WHAT YOU ARE ASKED TO DO -> Copy the entries from their beginning and stop after the line containing "x=683 y=364", including both ends and omitting the pictures. Keep every other line unchanged, but adjust each x and y coordinate in the answers by adding -128.
begin ROWS
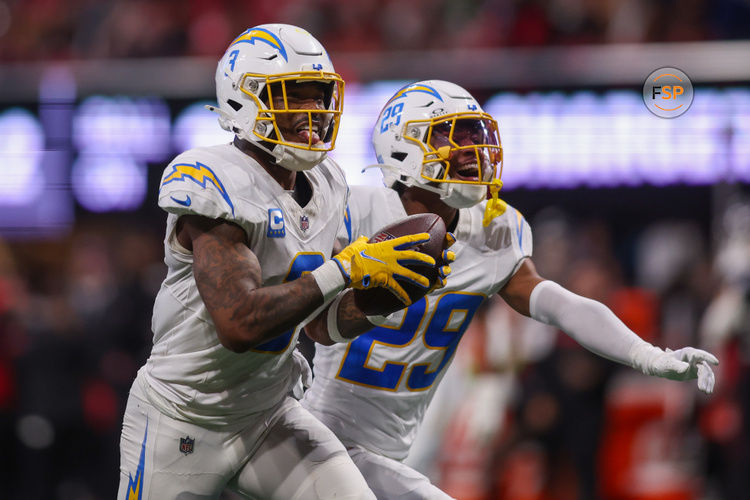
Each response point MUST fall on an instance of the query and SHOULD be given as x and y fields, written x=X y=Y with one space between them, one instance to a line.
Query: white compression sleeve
x=590 y=323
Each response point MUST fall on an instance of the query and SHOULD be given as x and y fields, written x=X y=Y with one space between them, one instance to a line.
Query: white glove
x=683 y=364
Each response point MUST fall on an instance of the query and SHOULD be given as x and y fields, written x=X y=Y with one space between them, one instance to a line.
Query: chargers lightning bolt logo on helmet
x=415 y=88
x=200 y=174
x=259 y=34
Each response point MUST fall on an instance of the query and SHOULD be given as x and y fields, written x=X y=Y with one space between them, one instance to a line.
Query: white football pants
x=283 y=454
x=392 y=480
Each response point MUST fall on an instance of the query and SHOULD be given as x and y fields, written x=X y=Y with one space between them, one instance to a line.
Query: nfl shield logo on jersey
x=186 y=445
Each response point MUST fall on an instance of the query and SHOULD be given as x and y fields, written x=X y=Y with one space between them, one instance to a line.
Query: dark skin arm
x=228 y=276
x=352 y=322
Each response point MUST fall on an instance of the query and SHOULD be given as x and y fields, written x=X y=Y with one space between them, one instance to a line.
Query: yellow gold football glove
x=368 y=265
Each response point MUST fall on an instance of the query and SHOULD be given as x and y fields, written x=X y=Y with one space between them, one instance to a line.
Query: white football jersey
x=374 y=391
x=189 y=374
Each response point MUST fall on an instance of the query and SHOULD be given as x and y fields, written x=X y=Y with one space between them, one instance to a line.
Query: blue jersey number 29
x=452 y=314
x=303 y=262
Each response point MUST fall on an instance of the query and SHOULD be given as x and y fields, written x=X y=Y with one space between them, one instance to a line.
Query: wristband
x=332 y=322
x=329 y=279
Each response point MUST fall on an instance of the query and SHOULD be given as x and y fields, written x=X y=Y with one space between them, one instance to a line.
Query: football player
x=250 y=229
x=440 y=153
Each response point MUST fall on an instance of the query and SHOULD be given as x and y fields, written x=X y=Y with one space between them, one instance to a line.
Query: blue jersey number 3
x=303 y=262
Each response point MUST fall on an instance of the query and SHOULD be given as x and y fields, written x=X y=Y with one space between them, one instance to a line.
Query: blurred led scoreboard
x=97 y=151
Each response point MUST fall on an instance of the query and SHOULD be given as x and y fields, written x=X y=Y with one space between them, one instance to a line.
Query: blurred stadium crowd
x=57 y=29
x=524 y=413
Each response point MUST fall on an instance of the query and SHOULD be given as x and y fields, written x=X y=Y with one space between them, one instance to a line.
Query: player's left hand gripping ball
x=447 y=258
x=367 y=265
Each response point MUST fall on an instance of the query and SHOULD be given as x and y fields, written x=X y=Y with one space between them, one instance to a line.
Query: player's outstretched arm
x=228 y=276
x=595 y=326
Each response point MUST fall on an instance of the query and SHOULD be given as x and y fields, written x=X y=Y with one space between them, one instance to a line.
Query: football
x=380 y=301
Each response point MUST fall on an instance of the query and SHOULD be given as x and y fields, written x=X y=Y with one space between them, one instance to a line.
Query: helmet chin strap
x=297 y=160
x=464 y=195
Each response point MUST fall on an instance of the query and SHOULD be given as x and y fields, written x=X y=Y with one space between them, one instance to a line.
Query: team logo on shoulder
x=199 y=174
x=185 y=203
x=275 y=223
x=186 y=445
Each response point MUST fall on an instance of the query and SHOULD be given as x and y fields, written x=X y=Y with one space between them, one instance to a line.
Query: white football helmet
x=260 y=64
x=422 y=127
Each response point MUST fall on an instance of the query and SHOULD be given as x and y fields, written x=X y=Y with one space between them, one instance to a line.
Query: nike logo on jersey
x=185 y=203
x=276 y=227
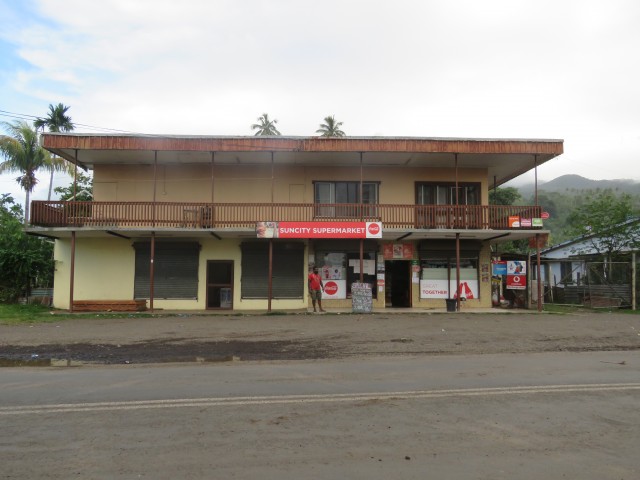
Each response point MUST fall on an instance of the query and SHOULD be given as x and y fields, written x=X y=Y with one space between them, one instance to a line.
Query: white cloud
x=541 y=69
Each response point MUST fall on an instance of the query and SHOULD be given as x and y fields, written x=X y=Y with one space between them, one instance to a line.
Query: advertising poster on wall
x=334 y=290
x=441 y=289
x=516 y=275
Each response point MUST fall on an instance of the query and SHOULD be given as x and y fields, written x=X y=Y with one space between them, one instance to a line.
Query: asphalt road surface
x=492 y=416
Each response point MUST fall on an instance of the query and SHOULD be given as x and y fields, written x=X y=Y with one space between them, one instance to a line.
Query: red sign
x=319 y=230
x=392 y=251
x=331 y=288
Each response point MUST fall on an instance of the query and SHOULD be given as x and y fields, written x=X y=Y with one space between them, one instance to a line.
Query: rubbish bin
x=452 y=304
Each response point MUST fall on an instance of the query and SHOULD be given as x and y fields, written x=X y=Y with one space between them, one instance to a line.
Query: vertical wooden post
x=360 y=201
x=213 y=161
x=535 y=173
x=634 y=284
x=155 y=181
x=540 y=296
x=362 y=260
x=152 y=255
x=458 y=271
x=270 y=287
x=73 y=268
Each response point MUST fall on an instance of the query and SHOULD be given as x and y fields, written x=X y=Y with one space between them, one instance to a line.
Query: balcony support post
x=535 y=174
x=457 y=271
x=155 y=182
x=213 y=161
x=270 y=286
x=361 y=260
x=538 y=272
x=360 y=199
x=75 y=175
x=152 y=269
x=72 y=267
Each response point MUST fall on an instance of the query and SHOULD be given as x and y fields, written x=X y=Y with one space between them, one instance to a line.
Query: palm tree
x=330 y=128
x=266 y=126
x=57 y=120
x=23 y=153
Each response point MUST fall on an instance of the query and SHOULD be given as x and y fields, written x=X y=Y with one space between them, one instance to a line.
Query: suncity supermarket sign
x=319 y=229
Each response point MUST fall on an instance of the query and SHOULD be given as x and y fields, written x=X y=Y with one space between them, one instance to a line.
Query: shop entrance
x=220 y=284
x=397 y=283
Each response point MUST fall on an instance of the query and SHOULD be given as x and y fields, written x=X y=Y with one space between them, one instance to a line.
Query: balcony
x=145 y=215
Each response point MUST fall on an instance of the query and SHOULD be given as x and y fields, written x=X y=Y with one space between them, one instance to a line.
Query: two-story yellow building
x=195 y=222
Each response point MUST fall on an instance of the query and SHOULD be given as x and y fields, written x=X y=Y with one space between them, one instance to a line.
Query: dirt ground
x=189 y=338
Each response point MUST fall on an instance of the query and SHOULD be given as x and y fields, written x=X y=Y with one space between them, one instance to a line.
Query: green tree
x=265 y=126
x=25 y=261
x=610 y=224
x=23 y=154
x=56 y=121
x=330 y=128
x=83 y=190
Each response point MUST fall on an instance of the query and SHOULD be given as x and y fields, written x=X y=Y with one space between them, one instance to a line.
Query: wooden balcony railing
x=245 y=215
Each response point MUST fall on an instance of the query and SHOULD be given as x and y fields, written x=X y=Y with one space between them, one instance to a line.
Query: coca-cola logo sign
x=374 y=229
x=331 y=288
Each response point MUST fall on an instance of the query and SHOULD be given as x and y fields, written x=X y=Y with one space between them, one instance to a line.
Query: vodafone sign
x=331 y=288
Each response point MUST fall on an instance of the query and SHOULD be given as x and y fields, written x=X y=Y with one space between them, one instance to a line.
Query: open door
x=220 y=284
x=397 y=283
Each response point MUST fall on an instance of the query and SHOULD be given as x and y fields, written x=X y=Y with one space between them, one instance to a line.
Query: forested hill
x=561 y=196
x=575 y=183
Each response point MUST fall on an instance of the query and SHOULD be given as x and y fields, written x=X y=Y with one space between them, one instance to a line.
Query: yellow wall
x=104 y=270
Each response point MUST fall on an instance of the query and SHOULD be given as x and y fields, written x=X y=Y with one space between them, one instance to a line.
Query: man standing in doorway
x=316 y=288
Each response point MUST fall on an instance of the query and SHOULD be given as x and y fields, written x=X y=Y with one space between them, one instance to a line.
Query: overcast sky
x=429 y=68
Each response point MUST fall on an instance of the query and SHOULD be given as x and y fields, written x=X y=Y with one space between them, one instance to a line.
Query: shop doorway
x=220 y=284
x=397 y=283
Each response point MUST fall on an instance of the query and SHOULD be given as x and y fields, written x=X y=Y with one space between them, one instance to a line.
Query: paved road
x=529 y=416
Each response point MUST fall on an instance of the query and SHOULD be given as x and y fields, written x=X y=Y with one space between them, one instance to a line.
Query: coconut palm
x=266 y=126
x=330 y=128
x=56 y=120
x=22 y=153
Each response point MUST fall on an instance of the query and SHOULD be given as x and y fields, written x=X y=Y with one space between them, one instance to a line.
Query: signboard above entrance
x=319 y=229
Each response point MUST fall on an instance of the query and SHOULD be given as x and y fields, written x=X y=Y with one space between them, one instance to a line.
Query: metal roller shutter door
x=288 y=270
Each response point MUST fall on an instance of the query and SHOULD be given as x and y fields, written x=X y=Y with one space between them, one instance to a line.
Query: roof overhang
x=502 y=159
x=388 y=235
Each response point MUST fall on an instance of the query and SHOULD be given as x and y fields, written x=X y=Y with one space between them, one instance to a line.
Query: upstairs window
x=445 y=194
x=347 y=194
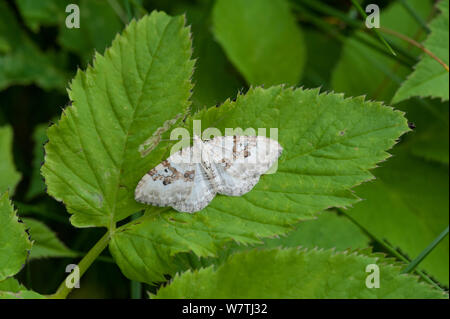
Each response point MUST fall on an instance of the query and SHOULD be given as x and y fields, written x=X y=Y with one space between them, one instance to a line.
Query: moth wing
x=202 y=193
x=241 y=160
x=169 y=182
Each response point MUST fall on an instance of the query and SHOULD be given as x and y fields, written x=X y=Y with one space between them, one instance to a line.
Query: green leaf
x=328 y=231
x=14 y=242
x=293 y=273
x=262 y=39
x=430 y=78
x=407 y=207
x=37 y=185
x=92 y=160
x=21 y=61
x=329 y=145
x=22 y=294
x=10 y=284
x=45 y=242
x=11 y=289
x=430 y=138
x=98 y=26
x=363 y=70
x=10 y=177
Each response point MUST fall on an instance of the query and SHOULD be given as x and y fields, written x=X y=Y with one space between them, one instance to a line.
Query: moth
x=189 y=179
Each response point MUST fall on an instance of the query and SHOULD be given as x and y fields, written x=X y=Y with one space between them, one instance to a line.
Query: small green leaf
x=10 y=177
x=14 y=242
x=430 y=139
x=45 y=242
x=430 y=78
x=37 y=185
x=293 y=273
x=329 y=145
x=407 y=207
x=10 y=284
x=21 y=61
x=262 y=39
x=92 y=160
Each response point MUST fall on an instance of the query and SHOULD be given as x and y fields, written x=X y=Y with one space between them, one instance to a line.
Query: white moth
x=189 y=179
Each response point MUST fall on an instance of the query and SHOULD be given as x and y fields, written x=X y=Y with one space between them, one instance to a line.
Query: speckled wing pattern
x=189 y=179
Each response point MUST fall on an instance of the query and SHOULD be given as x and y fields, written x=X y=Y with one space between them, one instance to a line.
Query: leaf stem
x=414 y=14
x=390 y=249
x=135 y=286
x=425 y=252
x=63 y=291
x=416 y=44
x=383 y=40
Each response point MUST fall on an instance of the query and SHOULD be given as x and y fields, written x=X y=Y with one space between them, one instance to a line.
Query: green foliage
x=214 y=78
x=14 y=242
x=408 y=192
x=37 y=185
x=362 y=70
x=92 y=160
x=430 y=79
x=98 y=23
x=9 y=175
x=21 y=61
x=98 y=26
x=327 y=231
x=293 y=273
x=326 y=152
x=262 y=39
x=42 y=13
x=45 y=242
x=123 y=107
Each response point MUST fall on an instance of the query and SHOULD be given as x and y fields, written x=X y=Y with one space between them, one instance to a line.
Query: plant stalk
x=63 y=291
x=425 y=252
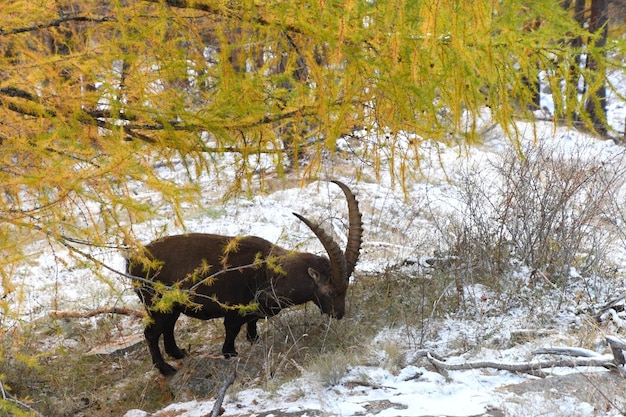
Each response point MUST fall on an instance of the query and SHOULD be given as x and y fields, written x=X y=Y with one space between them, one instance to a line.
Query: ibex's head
x=332 y=276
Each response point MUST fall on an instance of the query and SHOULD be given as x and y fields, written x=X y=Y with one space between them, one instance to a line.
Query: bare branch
x=56 y=23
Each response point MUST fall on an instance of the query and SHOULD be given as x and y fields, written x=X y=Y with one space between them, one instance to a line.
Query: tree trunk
x=596 y=103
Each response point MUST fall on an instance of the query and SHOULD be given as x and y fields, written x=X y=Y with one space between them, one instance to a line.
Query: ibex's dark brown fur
x=221 y=273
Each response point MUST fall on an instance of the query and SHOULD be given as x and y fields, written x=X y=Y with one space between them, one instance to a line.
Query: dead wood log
x=603 y=361
x=617 y=346
x=96 y=312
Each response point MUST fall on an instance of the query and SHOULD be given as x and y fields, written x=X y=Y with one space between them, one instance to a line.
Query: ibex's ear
x=317 y=277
end ROWS
ANSWER ->
Each response point MUST fall on an instance of the query and SHOULD be given as x and y fields, written x=X y=Y with one space between them, one instance to a line.
Query: white compression sleeve
x=462 y=195
Each response point MUST fall on an instance of the query and SHOULD be given as x and y fields, written x=X y=Y with one space between them, one instance to a line.
Query: white glove
x=555 y=236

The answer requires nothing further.